STATED EXERCISE: Can you give the lines of the material below, from the line with "Could you please indicate the magenta" up to and including the line with "(1245, 433)", as a numbered list with blank lines left out?

========================================

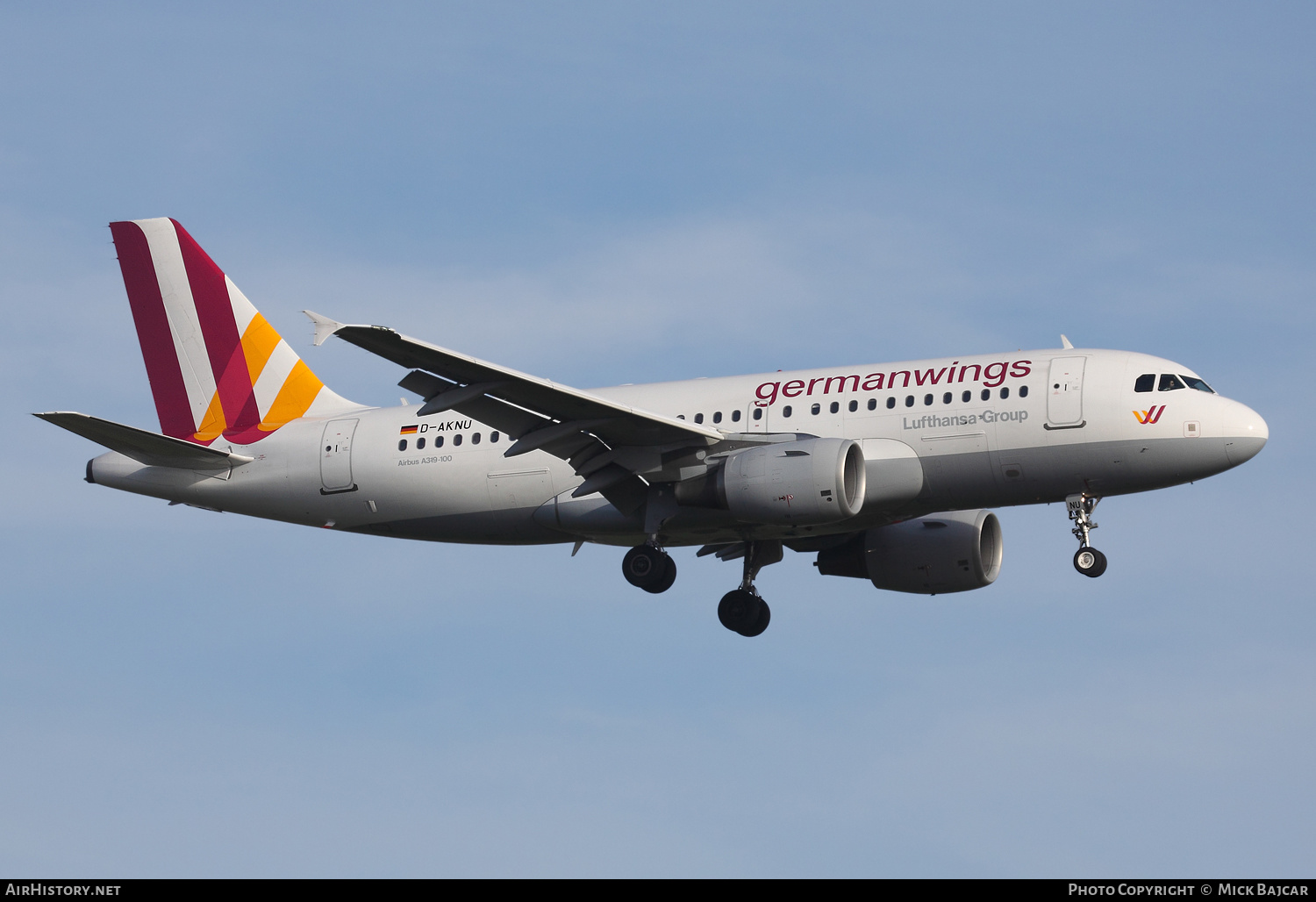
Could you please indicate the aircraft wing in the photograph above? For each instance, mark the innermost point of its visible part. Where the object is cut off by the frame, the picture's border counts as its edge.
(608, 444)
(149, 447)
(468, 383)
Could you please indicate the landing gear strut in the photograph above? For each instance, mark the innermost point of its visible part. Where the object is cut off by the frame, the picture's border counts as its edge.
(649, 568)
(1087, 560)
(744, 610)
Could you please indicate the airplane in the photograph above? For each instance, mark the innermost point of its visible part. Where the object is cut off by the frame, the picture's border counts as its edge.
(883, 472)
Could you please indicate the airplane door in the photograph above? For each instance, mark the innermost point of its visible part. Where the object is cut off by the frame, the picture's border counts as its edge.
(755, 419)
(1065, 392)
(336, 457)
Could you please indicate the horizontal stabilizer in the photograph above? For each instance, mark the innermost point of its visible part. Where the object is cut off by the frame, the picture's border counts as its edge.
(149, 447)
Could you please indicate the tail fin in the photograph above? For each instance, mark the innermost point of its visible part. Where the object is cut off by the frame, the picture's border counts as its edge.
(216, 366)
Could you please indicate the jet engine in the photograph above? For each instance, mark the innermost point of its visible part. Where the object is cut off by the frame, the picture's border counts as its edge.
(791, 483)
(932, 555)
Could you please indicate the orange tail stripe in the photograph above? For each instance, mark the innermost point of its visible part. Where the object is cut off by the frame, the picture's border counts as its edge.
(258, 342)
(294, 397)
(212, 424)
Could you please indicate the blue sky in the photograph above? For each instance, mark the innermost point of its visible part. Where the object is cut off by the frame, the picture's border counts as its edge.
(626, 192)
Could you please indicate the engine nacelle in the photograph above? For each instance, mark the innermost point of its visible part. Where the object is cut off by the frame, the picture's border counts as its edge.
(932, 555)
(791, 483)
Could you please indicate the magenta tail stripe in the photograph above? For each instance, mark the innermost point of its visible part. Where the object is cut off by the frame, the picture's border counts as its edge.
(153, 332)
(223, 342)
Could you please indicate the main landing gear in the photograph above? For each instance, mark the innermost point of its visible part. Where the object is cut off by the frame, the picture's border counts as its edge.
(649, 568)
(741, 610)
(1087, 560)
(744, 610)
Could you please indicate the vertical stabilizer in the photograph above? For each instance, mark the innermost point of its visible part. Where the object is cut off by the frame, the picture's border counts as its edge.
(216, 366)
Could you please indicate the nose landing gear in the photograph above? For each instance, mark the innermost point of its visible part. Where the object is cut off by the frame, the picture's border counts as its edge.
(649, 568)
(744, 610)
(1087, 560)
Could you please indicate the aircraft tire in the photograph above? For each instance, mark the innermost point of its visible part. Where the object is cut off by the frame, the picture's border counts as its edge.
(765, 617)
(740, 610)
(669, 577)
(645, 567)
(1089, 562)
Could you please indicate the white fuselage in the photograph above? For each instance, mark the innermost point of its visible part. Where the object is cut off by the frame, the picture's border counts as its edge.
(937, 434)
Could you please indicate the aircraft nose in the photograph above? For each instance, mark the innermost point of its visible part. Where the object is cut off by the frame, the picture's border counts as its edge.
(1245, 433)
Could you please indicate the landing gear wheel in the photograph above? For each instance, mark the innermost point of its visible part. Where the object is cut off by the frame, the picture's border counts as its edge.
(741, 612)
(647, 568)
(765, 617)
(1089, 562)
(668, 578)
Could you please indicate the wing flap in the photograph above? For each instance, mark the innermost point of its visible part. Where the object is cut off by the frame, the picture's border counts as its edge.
(149, 447)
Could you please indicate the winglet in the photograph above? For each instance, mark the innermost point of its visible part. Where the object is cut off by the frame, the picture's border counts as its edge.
(324, 326)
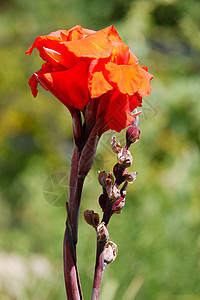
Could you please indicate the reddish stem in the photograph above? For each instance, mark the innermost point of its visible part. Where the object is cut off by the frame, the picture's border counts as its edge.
(72, 282)
(99, 268)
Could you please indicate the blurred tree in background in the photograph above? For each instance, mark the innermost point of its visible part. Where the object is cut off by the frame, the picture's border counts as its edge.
(158, 233)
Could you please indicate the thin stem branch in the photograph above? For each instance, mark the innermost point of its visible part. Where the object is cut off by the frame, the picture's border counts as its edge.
(99, 268)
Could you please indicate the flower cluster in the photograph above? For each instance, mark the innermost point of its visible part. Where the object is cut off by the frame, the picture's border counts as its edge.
(93, 72)
(112, 200)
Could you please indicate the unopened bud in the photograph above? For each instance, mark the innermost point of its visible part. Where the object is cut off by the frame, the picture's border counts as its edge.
(114, 194)
(91, 218)
(132, 134)
(102, 178)
(110, 253)
(102, 233)
(119, 204)
(115, 146)
(125, 160)
(103, 198)
(130, 177)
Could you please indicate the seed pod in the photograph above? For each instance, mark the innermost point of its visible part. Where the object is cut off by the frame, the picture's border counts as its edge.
(91, 218)
(132, 134)
(115, 146)
(110, 253)
(125, 160)
(102, 233)
(130, 177)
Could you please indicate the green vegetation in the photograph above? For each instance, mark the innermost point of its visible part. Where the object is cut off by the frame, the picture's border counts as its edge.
(158, 233)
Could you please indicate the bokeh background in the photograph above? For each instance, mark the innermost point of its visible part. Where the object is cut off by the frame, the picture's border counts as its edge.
(158, 233)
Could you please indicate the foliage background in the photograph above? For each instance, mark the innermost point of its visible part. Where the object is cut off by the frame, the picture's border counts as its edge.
(158, 233)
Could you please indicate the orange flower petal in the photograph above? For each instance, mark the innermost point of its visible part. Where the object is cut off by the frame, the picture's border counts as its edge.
(77, 33)
(59, 35)
(132, 58)
(145, 88)
(97, 83)
(126, 78)
(69, 86)
(93, 46)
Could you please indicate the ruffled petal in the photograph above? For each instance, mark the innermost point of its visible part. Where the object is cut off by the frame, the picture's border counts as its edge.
(33, 82)
(59, 35)
(132, 58)
(77, 33)
(145, 88)
(69, 86)
(97, 83)
(126, 78)
(93, 46)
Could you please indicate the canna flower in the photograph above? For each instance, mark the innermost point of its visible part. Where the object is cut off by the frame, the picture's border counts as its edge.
(93, 72)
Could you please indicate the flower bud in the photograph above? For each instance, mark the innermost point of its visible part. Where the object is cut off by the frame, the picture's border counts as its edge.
(132, 134)
(91, 218)
(102, 178)
(130, 177)
(119, 204)
(110, 253)
(114, 194)
(115, 146)
(102, 233)
(103, 198)
(115, 169)
(125, 160)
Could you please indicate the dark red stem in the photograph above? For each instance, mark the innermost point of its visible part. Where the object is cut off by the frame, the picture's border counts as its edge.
(99, 268)
(72, 282)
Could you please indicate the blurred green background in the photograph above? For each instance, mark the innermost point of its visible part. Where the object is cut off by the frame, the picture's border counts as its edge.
(158, 233)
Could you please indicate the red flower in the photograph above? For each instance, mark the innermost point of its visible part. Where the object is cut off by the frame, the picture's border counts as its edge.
(94, 72)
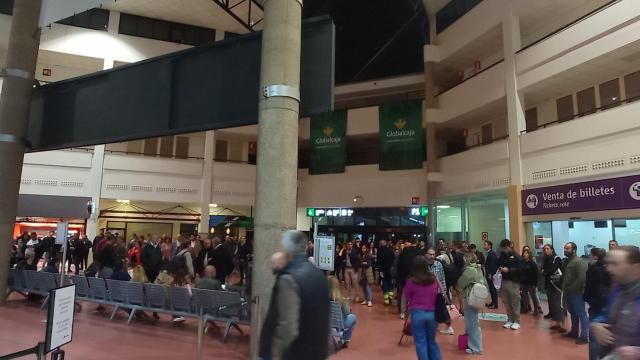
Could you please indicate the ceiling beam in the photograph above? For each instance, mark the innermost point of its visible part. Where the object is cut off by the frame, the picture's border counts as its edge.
(247, 20)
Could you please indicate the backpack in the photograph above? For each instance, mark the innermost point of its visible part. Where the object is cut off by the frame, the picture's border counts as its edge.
(478, 295)
(451, 274)
(178, 262)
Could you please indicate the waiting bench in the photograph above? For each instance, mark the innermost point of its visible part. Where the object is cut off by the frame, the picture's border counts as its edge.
(203, 305)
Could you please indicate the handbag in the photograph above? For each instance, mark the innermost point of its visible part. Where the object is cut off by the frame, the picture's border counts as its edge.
(441, 312)
(463, 342)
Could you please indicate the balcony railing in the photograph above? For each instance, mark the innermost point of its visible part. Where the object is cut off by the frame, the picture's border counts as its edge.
(585, 113)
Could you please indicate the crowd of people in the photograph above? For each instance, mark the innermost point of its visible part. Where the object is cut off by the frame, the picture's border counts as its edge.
(578, 290)
(598, 297)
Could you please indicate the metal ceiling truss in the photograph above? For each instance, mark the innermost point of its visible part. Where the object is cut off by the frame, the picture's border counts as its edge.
(249, 19)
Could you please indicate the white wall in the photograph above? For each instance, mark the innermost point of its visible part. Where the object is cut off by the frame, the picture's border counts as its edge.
(378, 188)
(595, 145)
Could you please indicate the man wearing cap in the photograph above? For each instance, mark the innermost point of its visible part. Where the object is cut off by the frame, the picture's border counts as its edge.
(297, 322)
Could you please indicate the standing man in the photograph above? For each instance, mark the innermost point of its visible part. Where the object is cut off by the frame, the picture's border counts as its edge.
(510, 265)
(613, 244)
(385, 262)
(297, 322)
(618, 327)
(573, 289)
(151, 258)
(491, 265)
(437, 269)
(352, 271)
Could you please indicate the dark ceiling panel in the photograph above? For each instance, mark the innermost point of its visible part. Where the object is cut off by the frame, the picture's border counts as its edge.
(203, 88)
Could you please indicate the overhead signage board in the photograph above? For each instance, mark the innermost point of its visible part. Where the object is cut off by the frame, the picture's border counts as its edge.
(198, 89)
(330, 212)
(55, 10)
(60, 317)
(599, 195)
(324, 250)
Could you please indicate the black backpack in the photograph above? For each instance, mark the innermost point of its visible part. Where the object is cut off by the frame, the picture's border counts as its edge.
(451, 274)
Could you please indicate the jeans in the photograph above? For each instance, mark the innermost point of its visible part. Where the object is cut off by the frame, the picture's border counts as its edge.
(386, 282)
(555, 304)
(579, 319)
(367, 292)
(349, 323)
(472, 328)
(352, 278)
(530, 294)
(510, 294)
(492, 290)
(424, 325)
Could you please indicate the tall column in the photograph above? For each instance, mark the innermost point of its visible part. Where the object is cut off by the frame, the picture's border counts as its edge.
(206, 185)
(95, 174)
(433, 170)
(15, 100)
(277, 163)
(516, 123)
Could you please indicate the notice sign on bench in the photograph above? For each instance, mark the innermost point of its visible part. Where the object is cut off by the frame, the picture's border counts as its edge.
(60, 317)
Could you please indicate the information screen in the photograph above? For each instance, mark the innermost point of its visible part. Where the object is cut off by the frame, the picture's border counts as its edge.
(60, 317)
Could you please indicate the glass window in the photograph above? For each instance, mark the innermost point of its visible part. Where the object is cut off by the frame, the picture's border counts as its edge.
(166, 146)
(632, 86)
(610, 94)
(565, 108)
(151, 146)
(628, 234)
(182, 147)
(531, 119)
(587, 101)
(222, 150)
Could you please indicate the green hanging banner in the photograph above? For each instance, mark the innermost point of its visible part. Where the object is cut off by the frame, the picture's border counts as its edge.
(328, 143)
(402, 138)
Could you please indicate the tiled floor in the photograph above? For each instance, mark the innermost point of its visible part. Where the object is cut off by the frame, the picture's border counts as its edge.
(376, 337)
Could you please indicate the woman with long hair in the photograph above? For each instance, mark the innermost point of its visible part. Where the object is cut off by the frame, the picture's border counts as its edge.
(550, 266)
(349, 319)
(366, 277)
(421, 291)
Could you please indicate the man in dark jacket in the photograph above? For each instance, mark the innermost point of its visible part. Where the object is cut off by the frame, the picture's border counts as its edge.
(510, 265)
(596, 292)
(222, 260)
(405, 263)
(297, 322)
(352, 271)
(491, 265)
(385, 262)
(151, 258)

========================================

WRITTEN SOLUTION:
1. Could you please indicate the magenta tail stripe in the photograph above? For each instance, mark the innermost point of its visible part. Where the object is cut off by the frame, the picture's border counts as its edge.
2. (153, 332)
3. (223, 342)
4. Could you please indicate the main landing gear in the photograph above? For each instance, mark the innermost point of its visible part. Where the object is cut off by the frame, the picture's border counts as its edge.
5. (649, 568)
6. (741, 610)
7. (1087, 560)
8. (744, 610)
9. Could you please indicate the vertical stabilizer in the photograph above? For each instance, mark the innermost point of its visible part. Where the object is cut off by the frame, the picture's border counts as its edge.
10. (216, 366)
11. Could you please indicate the nose landing gear in the photograph above? For each instance, mark the innermost point of its visible part. Where the object is cut off by the frame, the picture's border counts as its edge.
12. (649, 568)
13. (744, 610)
14. (1087, 560)
15. Could you please indicate the aircraft tire in the photograph above? For each instance, mark the innermost point of its visible part. Where the object is cut off by the frame, the picture's border counts as its edge.
16. (765, 617)
17. (740, 610)
18. (669, 577)
19. (645, 567)
20. (1089, 562)
21. Could you please indicate the white fuselage in the photograph above? For each instance, mark the innermost point of its visible part. Where the object is cut off by the frame, the picture's border counts as its edge.
22. (937, 434)
23. Could you please indicate the aircraft nose in the photograph above? For each instance, mark the innermost point of its visible part. Where the object is cut off by the frame, the picture's border counts as its edge.
24. (1245, 433)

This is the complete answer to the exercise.